## YOUR INSTRUCTIONS
Count the lines below that contain the word "background", treating uppercase and lowercase letters as distinct, and reply with the number alone.

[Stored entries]
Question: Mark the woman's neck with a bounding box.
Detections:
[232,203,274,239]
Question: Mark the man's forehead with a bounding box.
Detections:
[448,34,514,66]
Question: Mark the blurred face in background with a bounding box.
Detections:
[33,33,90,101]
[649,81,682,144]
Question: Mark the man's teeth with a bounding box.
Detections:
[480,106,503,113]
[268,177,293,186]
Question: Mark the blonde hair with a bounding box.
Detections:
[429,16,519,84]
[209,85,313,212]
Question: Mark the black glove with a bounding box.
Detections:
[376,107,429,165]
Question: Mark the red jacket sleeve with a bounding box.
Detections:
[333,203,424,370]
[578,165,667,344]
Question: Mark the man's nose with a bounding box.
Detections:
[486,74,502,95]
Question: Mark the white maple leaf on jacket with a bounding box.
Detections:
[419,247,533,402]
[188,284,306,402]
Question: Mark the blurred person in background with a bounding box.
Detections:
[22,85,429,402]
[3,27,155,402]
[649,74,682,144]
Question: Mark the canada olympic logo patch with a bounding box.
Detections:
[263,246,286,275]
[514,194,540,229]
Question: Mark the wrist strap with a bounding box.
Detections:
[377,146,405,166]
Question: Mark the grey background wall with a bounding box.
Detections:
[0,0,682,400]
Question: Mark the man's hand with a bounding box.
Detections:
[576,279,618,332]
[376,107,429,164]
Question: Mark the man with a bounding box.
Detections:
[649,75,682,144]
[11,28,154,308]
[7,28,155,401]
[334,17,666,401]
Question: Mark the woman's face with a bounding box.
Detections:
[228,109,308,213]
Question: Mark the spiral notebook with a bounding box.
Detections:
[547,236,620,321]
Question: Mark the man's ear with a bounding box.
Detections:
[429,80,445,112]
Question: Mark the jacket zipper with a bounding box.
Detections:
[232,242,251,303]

## SOLUTION TO THE EXERCISE
3